* **To do**
Print the lines from the line with "One pin per instance of the red heart" up to and including the line with "<point>67,146</point>", exactly as they appear.

[start Rows]

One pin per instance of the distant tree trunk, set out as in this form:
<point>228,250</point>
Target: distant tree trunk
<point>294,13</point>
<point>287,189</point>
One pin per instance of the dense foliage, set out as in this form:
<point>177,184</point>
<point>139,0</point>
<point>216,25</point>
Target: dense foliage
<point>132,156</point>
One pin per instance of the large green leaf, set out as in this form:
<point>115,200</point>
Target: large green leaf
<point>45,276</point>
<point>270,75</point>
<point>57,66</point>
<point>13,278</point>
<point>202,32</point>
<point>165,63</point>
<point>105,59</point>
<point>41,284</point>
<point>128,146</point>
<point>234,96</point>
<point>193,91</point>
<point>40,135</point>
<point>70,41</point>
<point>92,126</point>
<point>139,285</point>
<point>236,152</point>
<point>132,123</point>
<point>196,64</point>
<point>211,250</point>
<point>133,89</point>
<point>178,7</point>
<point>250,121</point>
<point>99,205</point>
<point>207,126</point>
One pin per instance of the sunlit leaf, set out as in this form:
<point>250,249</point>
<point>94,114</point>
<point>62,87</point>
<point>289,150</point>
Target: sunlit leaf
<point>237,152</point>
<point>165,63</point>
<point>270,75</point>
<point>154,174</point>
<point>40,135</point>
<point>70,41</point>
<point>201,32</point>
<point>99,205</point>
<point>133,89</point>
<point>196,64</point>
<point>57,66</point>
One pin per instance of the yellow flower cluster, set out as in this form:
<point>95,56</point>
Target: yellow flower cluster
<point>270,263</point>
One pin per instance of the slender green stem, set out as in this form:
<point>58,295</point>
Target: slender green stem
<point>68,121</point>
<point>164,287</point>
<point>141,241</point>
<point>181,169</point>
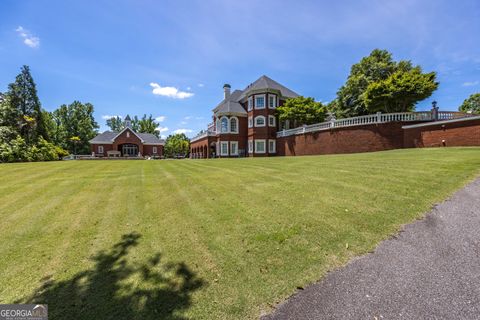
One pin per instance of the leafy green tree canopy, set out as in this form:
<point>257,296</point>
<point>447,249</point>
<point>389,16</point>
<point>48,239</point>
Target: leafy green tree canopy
<point>377,83</point>
<point>177,144</point>
<point>471,104</point>
<point>143,125</point>
<point>301,110</point>
<point>115,123</point>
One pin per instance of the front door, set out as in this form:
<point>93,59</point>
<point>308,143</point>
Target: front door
<point>130,150</point>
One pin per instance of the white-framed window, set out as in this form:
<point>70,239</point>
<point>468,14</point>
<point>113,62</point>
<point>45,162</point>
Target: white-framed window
<point>272,101</point>
<point>271,121</point>
<point>224,125</point>
<point>224,148</point>
<point>234,124</point>
<point>234,148</point>
<point>272,146</point>
<point>259,146</point>
<point>260,102</point>
<point>259,121</point>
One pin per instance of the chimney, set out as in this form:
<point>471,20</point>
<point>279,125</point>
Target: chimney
<point>128,121</point>
<point>226,90</point>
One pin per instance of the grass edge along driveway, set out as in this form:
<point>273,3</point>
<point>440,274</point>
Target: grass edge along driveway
<point>204,239</point>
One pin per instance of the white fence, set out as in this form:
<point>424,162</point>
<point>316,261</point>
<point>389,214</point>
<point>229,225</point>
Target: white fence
<point>374,119</point>
<point>203,135</point>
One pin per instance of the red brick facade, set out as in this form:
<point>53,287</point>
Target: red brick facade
<point>379,137</point>
<point>447,134</point>
<point>126,137</point>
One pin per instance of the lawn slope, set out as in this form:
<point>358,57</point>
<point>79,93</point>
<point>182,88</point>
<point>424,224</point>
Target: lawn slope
<point>204,239</point>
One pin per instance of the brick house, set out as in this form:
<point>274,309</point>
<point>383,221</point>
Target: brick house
<point>126,143</point>
<point>244,122</point>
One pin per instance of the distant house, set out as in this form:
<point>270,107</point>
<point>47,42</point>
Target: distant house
<point>126,143</point>
<point>244,122</point>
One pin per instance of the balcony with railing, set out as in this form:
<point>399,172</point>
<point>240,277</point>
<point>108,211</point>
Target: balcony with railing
<point>376,119</point>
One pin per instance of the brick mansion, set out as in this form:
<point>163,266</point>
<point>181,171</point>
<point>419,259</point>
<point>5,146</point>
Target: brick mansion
<point>245,124</point>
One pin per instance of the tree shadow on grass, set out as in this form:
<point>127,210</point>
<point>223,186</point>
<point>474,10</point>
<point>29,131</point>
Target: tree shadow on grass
<point>159,291</point>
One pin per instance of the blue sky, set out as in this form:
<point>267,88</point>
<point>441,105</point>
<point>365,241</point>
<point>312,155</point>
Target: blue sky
<point>171,58</point>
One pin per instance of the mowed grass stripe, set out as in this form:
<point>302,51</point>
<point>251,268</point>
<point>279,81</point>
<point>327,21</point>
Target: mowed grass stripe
<point>252,229</point>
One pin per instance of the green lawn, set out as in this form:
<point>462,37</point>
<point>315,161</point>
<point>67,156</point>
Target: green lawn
<point>208,239</point>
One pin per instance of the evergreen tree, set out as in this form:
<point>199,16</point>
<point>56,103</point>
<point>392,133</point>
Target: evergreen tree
<point>74,120</point>
<point>116,124</point>
<point>22,97</point>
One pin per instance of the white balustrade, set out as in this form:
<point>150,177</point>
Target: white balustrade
<point>373,119</point>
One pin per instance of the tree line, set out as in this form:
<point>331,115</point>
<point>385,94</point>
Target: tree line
<point>142,125</point>
<point>30,133</point>
<point>375,84</point>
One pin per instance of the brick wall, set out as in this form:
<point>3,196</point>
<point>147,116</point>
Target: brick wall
<point>365,138</point>
<point>378,137</point>
<point>449,134</point>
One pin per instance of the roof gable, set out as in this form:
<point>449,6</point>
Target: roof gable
<point>129,129</point>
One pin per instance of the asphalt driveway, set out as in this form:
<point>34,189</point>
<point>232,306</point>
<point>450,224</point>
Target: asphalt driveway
<point>431,270</point>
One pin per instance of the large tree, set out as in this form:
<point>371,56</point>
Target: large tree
<point>143,125</point>
<point>378,83</point>
<point>471,104</point>
<point>301,110</point>
<point>74,120</point>
<point>148,125</point>
<point>177,144</point>
<point>115,123</point>
<point>22,97</point>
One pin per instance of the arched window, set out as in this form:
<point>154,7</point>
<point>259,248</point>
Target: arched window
<point>234,124</point>
<point>224,125</point>
<point>259,121</point>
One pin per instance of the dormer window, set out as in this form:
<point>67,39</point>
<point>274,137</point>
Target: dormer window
<point>224,125</point>
<point>250,104</point>
<point>272,101</point>
<point>260,121</point>
<point>260,102</point>
<point>271,121</point>
<point>234,125</point>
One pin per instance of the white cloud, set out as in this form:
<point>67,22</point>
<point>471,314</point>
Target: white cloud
<point>162,129</point>
<point>107,117</point>
<point>170,92</point>
<point>28,38</point>
<point>183,131</point>
<point>470,83</point>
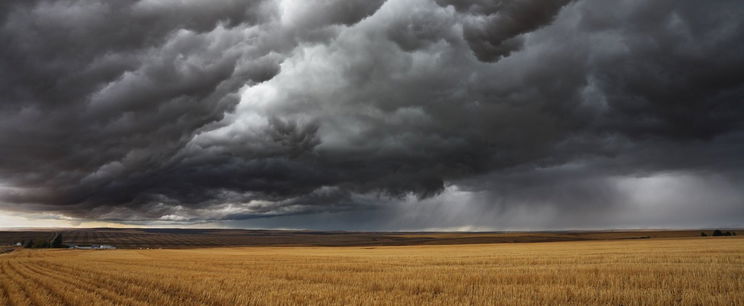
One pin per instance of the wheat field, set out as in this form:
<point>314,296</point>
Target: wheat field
<point>690,271</point>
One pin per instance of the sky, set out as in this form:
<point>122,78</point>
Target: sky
<point>373,115</point>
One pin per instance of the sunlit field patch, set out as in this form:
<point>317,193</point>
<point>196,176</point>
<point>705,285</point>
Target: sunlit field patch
<point>703,271</point>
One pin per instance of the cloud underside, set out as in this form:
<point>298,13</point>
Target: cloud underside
<point>191,111</point>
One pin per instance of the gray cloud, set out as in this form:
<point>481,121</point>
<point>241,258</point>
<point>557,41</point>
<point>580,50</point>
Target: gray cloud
<point>236,110</point>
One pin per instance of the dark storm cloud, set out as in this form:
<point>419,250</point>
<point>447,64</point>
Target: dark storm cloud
<point>232,110</point>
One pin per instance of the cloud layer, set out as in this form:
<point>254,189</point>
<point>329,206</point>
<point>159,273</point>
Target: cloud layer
<point>186,111</point>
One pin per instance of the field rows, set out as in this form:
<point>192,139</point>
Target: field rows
<point>658,272</point>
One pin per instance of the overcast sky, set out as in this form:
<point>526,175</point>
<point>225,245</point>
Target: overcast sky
<point>372,114</point>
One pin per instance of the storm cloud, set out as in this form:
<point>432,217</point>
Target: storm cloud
<point>397,114</point>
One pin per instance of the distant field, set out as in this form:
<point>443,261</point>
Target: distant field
<point>688,271</point>
<point>199,238</point>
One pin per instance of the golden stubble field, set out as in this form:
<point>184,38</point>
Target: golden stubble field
<point>689,271</point>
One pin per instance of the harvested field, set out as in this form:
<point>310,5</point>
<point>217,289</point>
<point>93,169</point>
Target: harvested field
<point>689,271</point>
<point>199,238</point>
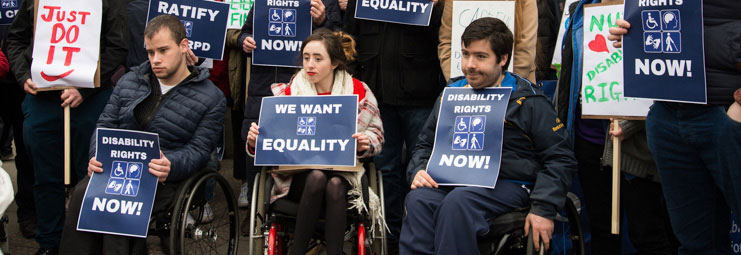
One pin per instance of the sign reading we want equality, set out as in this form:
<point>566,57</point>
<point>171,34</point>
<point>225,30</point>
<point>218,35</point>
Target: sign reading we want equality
<point>602,75</point>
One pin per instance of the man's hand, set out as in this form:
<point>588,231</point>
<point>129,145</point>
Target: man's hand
<point>616,33</point>
<point>252,135</point>
<point>317,11</point>
<point>160,167</point>
<point>616,130</point>
<point>363,141</point>
<point>422,179</point>
<point>94,166</point>
<point>71,98</point>
<point>190,58</point>
<point>29,87</point>
<point>249,44</point>
<point>542,229</point>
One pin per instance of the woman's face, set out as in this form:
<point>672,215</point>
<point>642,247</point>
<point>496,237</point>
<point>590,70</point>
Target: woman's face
<point>317,63</point>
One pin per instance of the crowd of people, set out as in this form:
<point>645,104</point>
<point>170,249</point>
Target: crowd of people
<point>680,166</point>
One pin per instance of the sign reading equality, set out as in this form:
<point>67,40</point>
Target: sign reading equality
<point>307,130</point>
<point>279,29</point>
<point>205,23</point>
<point>468,137</point>
<point>410,12</point>
<point>119,200</point>
<point>664,56</point>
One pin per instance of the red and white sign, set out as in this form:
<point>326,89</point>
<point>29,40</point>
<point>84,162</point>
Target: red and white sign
<point>67,43</point>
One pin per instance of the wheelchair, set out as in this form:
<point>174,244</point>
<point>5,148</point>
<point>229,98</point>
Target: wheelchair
<point>271,224</point>
<point>507,234</point>
<point>203,219</point>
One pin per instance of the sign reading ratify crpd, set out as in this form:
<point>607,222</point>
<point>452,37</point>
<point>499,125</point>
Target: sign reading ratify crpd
<point>119,201</point>
<point>279,29</point>
<point>664,56</point>
<point>66,43</point>
<point>8,10</point>
<point>410,12</point>
<point>205,23</point>
<point>307,130</point>
<point>468,137</point>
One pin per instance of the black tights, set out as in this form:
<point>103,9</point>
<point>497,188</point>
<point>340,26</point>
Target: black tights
<point>319,185</point>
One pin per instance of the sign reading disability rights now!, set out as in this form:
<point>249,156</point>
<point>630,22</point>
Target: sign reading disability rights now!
<point>307,130</point>
<point>279,28</point>
<point>664,56</point>
<point>119,200</point>
<point>468,137</point>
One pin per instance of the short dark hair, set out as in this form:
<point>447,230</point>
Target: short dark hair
<point>172,23</point>
<point>340,46</point>
<point>492,29</point>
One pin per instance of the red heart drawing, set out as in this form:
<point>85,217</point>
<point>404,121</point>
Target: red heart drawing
<point>598,44</point>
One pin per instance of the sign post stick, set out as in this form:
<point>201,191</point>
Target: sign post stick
<point>615,182</point>
<point>67,146</point>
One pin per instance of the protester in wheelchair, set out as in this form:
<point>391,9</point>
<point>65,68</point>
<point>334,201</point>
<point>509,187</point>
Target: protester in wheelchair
<point>162,96</point>
<point>536,163</point>
<point>325,55</point>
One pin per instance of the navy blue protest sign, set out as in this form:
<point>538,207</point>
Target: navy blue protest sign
<point>119,200</point>
<point>664,57</point>
<point>204,21</point>
<point>8,10</point>
<point>468,137</point>
<point>279,29</point>
<point>410,12</point>
<point>307,130</point>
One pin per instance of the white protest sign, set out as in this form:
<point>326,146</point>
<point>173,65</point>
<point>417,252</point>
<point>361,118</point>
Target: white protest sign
<point>602,79</point>
<point>66,43</point>
<point>465,12</point>
<point>556,61</point>
<point>238,10</point>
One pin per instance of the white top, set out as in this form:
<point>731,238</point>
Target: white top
<point>165,88</point>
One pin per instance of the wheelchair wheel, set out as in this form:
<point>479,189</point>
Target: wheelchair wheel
<point>205,220</point>
<point>257,214</point>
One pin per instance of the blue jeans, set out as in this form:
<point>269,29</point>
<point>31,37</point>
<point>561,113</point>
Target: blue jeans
<point>401,125</point>
<point>44,139</point>
<point>697,149</point>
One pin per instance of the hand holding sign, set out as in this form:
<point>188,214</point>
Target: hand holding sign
<point>616,33</point>
<point>160,167</point>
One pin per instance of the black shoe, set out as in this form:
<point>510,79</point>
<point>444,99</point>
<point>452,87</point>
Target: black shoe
<point>47,251</point>
<point>27,228</point>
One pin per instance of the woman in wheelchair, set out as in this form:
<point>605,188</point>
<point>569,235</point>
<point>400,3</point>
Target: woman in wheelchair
<point>325,55</point>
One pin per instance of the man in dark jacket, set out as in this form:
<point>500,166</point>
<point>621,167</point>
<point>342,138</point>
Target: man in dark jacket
<point>400,64</point>
<point>153,98</point>
<point>324,13</point>
<point>535,156</point>
<point>42,129</point>
<point>697,147</point>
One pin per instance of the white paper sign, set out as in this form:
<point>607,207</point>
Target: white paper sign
<point>465,12</point>
<point>556,61</point>
<point>602,74</point>
<point>66,43</point>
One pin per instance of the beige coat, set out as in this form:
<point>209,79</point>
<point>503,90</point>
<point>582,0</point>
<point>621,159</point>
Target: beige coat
<point>526,32</point>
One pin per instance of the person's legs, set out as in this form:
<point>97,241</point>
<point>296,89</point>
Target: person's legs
<point>463,214</point>
<point>418,231</point>
<point>698,213</point>
<point>308,209</point>
<point>335,197</point>
<point>648,222</point>
<point>595,181</point>
<point>43,135</point>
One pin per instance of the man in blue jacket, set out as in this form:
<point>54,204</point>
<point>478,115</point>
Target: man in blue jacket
<point>162,96</point>
<point>536,168</point>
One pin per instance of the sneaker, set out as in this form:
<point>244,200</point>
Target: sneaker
<point>244,199</point>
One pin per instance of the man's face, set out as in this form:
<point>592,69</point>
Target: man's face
<point>165,55</point>
<point>479,64</point>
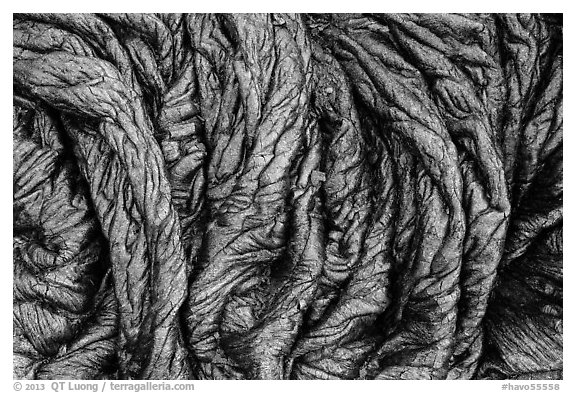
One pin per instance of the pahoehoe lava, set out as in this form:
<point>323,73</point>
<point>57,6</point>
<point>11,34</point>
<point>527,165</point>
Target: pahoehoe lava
<point>275,196</point>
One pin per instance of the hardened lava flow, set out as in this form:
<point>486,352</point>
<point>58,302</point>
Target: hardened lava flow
<point>274,196</point>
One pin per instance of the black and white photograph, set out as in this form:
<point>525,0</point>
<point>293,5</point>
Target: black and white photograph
<point>286,196</point>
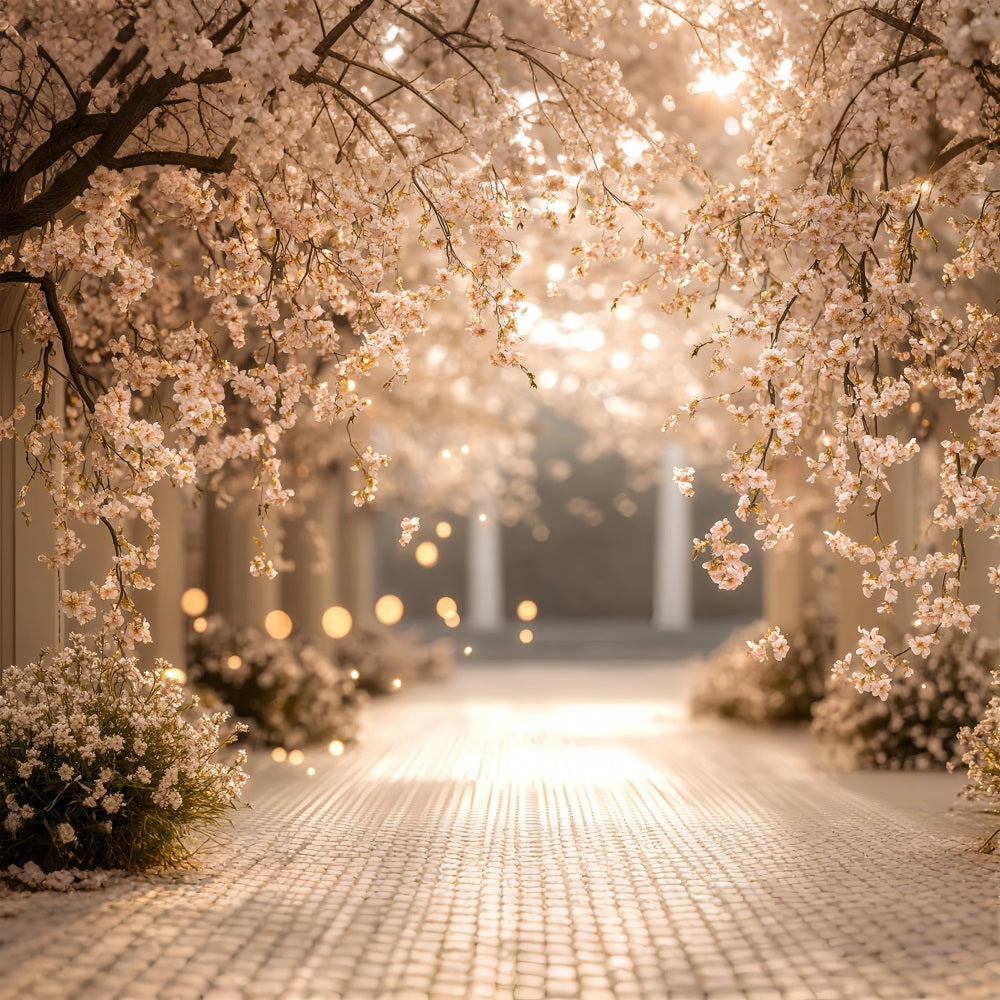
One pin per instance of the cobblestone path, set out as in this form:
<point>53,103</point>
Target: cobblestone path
<point>544,833</point>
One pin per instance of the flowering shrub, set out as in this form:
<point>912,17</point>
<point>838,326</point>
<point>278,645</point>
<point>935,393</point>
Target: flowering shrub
<point>918,726</point>
<point>734,685</point>
<point>289,692</point>
<point>99,768</point>
<point>982,756</point>
<point>385,661</point>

[end Rows]

* **Answer to the exercise**
One pin per instance of the red heart drawing, set out as in this form:
<point>85,217</point>
<point>404,121</point>
Target: red heart drawing
<point>598,44</point>
One pin per instance of the sign post stick, set out as in this form:
<point>201,191</point>
Target: sign post stick
<point>615,182</point>
<point>67,146</point>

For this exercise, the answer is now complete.